読解文:
○ ○ ○

お馴染みの、そしてお楽しみシリーズも第五部となりました。この『天子蒙塵』は文庫本ベースで4冊分。大長編のターンです。
「てんしもうじん」と読みます。「天子」は皇帝のことですが「蒙塵」て何でしょう?
『天子蒙塵』は誰かが客船でどこかへ向かう場面から始まります。「誰か」は英国人医師に「将軍」と呼ばれ、手厚く扱われていて、かなり地位のある人物だとわかります。
読んでいるうちに「誰か」は張学良、「どこか」はイタリアだとわかってきます。
張作霖の息子は航海中に阿片中毒の治療を施されています。もうヘロヘロです。張作霖爆殺から3年ほど経っているようですが、天命の具体「龍玉(ロンユイ)」を父から託された張学良に何があったのでしょう。
なんでこんなんなってんだろ?
と思いながら読んでいると張学良自身が思い出話を始めて色々事情がわかってきます。
以降ずっとこんな感じ。
第四部までの登場人物が入れ替わり立ち替わり登場してはあの時ああだったこうだったと語ります。
例外もありますが、体感8割くらいはこの構成で、なんだか「蒼穹の昴シリーズ特別総集編」みたいな趣でした。
四部までで書ききれなかったり事情で割愛した材料を寄せ集めたように感じました。
似たような描写や表現も散見され、長編というより連作短編のようにも感じました。

○ ○ ○

データ抜粋:
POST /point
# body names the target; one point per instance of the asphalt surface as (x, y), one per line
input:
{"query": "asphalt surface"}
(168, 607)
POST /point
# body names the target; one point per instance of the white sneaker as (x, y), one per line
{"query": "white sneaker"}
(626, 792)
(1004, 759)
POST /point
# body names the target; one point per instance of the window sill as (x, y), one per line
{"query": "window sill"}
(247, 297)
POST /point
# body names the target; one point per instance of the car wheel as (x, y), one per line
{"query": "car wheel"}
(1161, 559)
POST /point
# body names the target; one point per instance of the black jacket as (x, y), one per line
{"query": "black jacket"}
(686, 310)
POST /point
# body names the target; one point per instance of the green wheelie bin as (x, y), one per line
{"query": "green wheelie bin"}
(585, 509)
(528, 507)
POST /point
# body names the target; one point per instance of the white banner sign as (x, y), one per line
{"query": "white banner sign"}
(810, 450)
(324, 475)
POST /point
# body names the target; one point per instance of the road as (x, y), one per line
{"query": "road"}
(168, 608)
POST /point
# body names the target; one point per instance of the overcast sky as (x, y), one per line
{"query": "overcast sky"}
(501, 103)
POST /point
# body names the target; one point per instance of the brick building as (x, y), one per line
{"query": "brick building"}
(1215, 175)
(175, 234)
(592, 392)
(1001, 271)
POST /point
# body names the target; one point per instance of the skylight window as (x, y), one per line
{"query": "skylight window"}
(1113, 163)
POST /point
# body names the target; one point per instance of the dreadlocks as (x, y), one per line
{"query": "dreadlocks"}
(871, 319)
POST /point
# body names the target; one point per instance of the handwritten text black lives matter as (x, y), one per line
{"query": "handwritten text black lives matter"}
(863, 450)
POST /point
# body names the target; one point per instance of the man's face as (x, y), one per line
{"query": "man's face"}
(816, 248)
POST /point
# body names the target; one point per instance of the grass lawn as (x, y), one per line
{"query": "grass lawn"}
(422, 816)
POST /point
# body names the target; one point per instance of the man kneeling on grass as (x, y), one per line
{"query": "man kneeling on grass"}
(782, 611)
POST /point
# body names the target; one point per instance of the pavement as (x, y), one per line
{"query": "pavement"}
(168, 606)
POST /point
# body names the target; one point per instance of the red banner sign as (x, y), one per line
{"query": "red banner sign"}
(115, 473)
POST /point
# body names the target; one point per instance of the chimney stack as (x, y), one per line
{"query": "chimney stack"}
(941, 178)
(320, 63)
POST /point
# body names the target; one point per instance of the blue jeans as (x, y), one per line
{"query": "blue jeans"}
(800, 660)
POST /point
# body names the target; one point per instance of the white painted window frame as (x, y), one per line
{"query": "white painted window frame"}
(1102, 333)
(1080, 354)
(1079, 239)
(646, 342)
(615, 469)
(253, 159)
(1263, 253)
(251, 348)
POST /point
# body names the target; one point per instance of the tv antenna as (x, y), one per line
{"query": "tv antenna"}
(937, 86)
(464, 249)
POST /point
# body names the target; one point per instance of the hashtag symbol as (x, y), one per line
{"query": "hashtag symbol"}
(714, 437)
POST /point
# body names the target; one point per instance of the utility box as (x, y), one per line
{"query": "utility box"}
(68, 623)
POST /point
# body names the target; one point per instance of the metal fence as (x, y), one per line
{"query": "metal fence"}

○ ○ ○

課題:
次の(a)〜(c)が読解文の内容と一致するかを「はい」か「いいえ」で答え、判断の決め手となる読解文の語句を一字一句そのまま引用してください。
(a) 『天子蒙塵』は文庫本ベースで4冊分の分量である。
(b) 『天子蒙塵』は、誰かが列車でどこかへ向かう場面から始まる。
(c) 張作霖の息子は、航海中に阿片中毒の治療を受けている。

解答:
(a) はい。「この『天子蒙塵』は文庫本ベースで4冊分。」
(b) いいえ。「『天子蒙塵』は誰かが客船でどこかへ向かう場面から始まります。」
(c) はい。「張作霖の息子は航海中に阿片中毒の治療を施されています。」